▶ _ИСХОДНЫЙ ТЕКСТ_:

^^^^^^^^^^^^^^^^

Страстная односторонность и бесстрастие духа - Григорий Померанц 20 стр.


Можно добавить, что треугольник преступления и (несостоявшегося) покаяния угадывается в предыстории Ставрогина; но она осталась ненаписанной.

Межроманные перекрестки

Каждый роман Достоевского полон неосуществленных возможностей. Углубление в эти возможности приводит к мысли, что все написанные романы – только проекции одного центрального, не написанного. Его смутное бытие отчасти рационализировано в замысле "Жития великого грешника". Но постоянно ворочающийся в сознании Достоевского клубок образов вряд ли мог быть выражен иначе, как еще в одном романе-проекции, принципиально эскизном и незавершенном, принципиально не достигающем последней глубины, а только едва касающемся ее.

Все герои Достоевского не дорисованы, и чем дальше, тем больше. Эта неисправимо. Это входит в суть поэтики Достоевского. (Одна из функций рассказчика – в "Бесах", в "Карамазовых" – недоговаривать, не знать, путать, когда автор не хочет сводить концов с концами.) Поэтому инсценировки и экранизации неизбежно упрощают его текст. Незавершенность у Достоевского имеет духовный смысл, она не дает успокоиться на зримом, толкает к незримому. Герои Достоевского не только говорят парадоксами, они сами – живые парадоксы, толчки от высказанного к невысказанному. Их нельзя завершить: сразу резко ослабеет движение к духовному целому. Это не упрек инсценировщикам и сценаристам (они идут по пути, намеченному в самом романе, насыщенном и перенасыщенном драматизмом), но объяснение их полуудач.

Роман Достоевского содержит в себе драму как один из моментов высшего целого, более значительного, чем драма. Примерно таковы же отношения романа Достоевского с философией. Все попытки завершить философию романа, превратить ее в самостоятельную систему – что-то упрощают, выпрямляют.

Читая "Карамазовых", приходишь иногда к мысли, что Алеша, Иван и Дмитрий – три эскиза одного характера, карамазовского во всей его широте. И таково же взаимоотношение пяти написанных романов. Между ними существуют глубокие межроманные связи. Например, в рамках романа "Идиот" Мышкин противостоит Рогожину. Но гораздо более интересно для понимания философии свободы Достоевского противопоставление Мышкина Ставрогину. Контраст между Мышкиным и Ставрогиным – вне выписанных взаимоотношений, в пространстве ненаписанного.

^^^^^^^^^^^^^^^^

▶ _ЗАДАНИЕ_: Перепишите фрагмент исходного текста, начиная со слов "Каждый роман Достоевского" и продолжая до слов "едва касающемся ее.", заменив в нем "Достоевского" на "писателя".

^^^^^^^^^^^^^^^^

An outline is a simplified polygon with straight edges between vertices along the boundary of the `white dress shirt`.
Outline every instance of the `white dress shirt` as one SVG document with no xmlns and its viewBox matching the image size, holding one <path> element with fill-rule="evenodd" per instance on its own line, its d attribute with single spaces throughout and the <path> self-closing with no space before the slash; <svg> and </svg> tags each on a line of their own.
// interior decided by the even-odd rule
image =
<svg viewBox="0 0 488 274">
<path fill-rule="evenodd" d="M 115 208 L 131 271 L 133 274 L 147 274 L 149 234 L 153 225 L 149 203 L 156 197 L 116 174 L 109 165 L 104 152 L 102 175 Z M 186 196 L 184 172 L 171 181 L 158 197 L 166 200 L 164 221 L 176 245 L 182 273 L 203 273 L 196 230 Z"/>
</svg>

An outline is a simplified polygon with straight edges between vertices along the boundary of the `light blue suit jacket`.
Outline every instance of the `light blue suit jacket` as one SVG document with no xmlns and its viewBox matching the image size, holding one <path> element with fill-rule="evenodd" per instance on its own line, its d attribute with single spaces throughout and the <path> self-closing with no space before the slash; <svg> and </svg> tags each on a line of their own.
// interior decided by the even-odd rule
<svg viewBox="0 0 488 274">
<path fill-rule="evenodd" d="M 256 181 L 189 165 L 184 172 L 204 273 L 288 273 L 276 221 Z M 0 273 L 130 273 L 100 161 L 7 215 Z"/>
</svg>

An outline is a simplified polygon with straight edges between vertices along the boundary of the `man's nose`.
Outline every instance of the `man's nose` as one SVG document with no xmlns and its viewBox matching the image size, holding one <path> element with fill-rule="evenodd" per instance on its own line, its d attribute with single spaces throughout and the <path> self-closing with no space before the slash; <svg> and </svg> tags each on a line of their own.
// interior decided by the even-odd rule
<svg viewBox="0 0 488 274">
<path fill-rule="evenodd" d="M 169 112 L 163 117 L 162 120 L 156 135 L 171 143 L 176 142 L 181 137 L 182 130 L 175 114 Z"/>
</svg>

^^^^^^^^^^^^^^^^

▶ _ПОЛЕ ОТВЕТА_:
Каждый роман писателя полон неосуществленных возможностей. Углубление в эти возможности приводит к мысли, что все написанные романы – только проекции одного центрального, не написанного. Его смутное бытие отчасти рационализировано в замысле "Жития великого грешника". Но постоянно ворочающийся в сознании писателя клубок образов вряд ли мог быть выражен иначе, как еще в одном романе-проекции, принципиально эскизном и незавершенном, принципиально не достигающем последней глубины, а только едва касающемся ее.